(DATASET):
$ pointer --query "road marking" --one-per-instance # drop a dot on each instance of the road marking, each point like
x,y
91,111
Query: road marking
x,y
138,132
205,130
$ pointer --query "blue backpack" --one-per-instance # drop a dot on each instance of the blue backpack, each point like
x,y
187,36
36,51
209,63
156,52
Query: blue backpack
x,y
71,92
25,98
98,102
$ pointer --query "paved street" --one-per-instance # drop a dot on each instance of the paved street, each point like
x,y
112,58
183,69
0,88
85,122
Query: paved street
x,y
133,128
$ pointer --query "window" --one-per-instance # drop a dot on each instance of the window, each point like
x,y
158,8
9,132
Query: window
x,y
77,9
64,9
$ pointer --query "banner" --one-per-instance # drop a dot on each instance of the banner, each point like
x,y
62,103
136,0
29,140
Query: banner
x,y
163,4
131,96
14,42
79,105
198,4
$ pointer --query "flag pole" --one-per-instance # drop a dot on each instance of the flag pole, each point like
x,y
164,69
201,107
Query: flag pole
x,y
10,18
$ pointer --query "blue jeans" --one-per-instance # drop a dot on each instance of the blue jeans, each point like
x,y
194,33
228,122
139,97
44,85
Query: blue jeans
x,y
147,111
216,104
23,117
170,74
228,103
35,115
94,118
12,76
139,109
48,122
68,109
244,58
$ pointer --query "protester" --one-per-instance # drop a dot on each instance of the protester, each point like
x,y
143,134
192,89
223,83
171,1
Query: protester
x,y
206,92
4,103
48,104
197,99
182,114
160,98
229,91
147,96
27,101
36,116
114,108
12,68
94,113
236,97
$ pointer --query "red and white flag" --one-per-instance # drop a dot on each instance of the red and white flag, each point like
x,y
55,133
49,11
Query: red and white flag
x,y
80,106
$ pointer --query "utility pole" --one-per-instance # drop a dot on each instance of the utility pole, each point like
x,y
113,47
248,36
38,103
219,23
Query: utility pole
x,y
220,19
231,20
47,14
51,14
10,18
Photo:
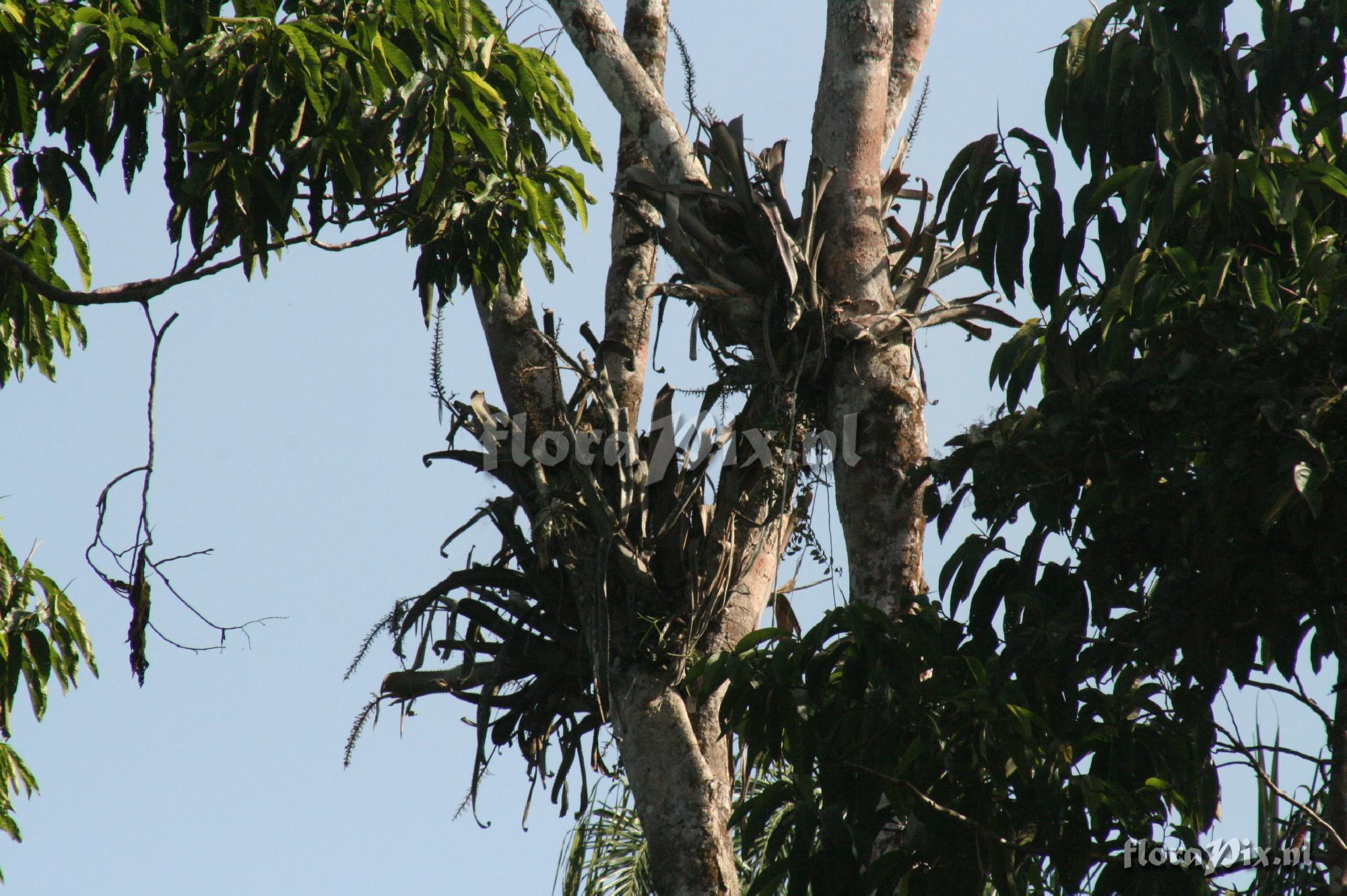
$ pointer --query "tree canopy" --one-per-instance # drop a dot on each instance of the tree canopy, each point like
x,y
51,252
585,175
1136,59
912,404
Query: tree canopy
x,y
1018,730
1178,479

(TO DO): Rewrite every line of the items above as a numbered list, skipping blank lines and leaving out the pictures.

(COMPLETE RESPONSE):
1. $ pointer --query "road marking" --one-per-instance # drop a dot on each instance of the road marking, each point like
2. x,y
3. 91,111
4. Query: road marking
5. x,y
6. 138,132
7. 205,130
8. $ pointer --query "blue backpack" --one-per-instance # drop a dot on each instance of the blue backpack, each point like
9. x,y
10. 187,36
11. 36,51
12. 209,63
13. 156,52
14. Query: blue backpack
15. x,y
16. 71,92
17. 25,98
18. 98,102
19. $ pointer --query "paved street" --one-per-instance # drop a dot on each instance of the paved street, each point like
20. x,y
21. 112,58
22. 183,69
23. 0,88
24. 85,122
25. Query: paved street
26. x,y
27. 133,128
28. $ pointer --query "window" --one-per-instance # drop a dot on each instance of the window, each point like
29. x,y
30. 158,8
31. 9,132
32. Query: window
33. x,y
34. 77,9
35. 64,9
36. $ pointer --query "banner" --one-per-instance # drop a dot on each instance of the banner, each point like
37. x,y
38. 62,103
39. 136,0
40. 29,140
41. Query: banner
42. x,y
43. 163,4
44. 131,96
45. 14,42
46. 79,105
47. 198,4
48. $ pointer --query "flag pole" --one-per-instance # drop a dot on each instance of the flag pole, each point like
49. x,y
50. 164,69
51. 201,107
52. Query: flag pole
53. x,y
54. 10,18
55. $ pointer --query "blue jeans" --one-per-instance # drop a dot on each instance of the blue jeans, each point like
56. x,y
57. 194,33
58. 228,122
59. 139,97
60. 44,85
61. Query: blue jeans
62. x,y
63. 147,111
64. 216,104
65. 23,117
66. 170,74
67. 228,103
68. 35,115
69. 94,118
70. 12,76
71. 139,109
72. 48,122
73. 68,109
74. 244,58
75. $ pointer --query "protester" --one-per-instance # drop a dot on each instance of the protester, each point like
76. x,y
77. 143,134
78. 192,89
79. 223,83
80. 171,1
81. Query: protester
82. x,y
83. 206,92
84. 4,103
85. 48,104
86. 197,99
87. 182,114
88. 160,98
89. 229,91
90. 147,96
91. 27,101
92. 36,116
93. 114,108
94. 12,68
95. 94,113
96. 236,97
97. $ pointer --query "red and white flag" --one-per-instance # drop a dot on each instance of the red and white flag, each point like
98. x,y
99. 55,133
100. 49,11
101. Query: red and white flag
102. x,y
103. 80,106
104. $ pointer --query "utility pole" --one-per-instance # drop a dot on each instance of the utility pole, each point like
105. x,y
106. 113,47
107. 248,36
108. 38,103
109. 219,23
110. Query: utility pole
111. x,y
112. 220,19
113. 231,20
114. 47,14
115. 51,14
116. 10,18
117. Photo:
118. $ pointer --query "tree canopy" --one-per-instance # drop a dot on each instance of the tree canopy, each point like
119. x,y
120. 51,252
121. 585,175
122. 1136,59
123. 912,404
124. Query: tree canopy
125. x,y
126. 1018,730
127. 1178,479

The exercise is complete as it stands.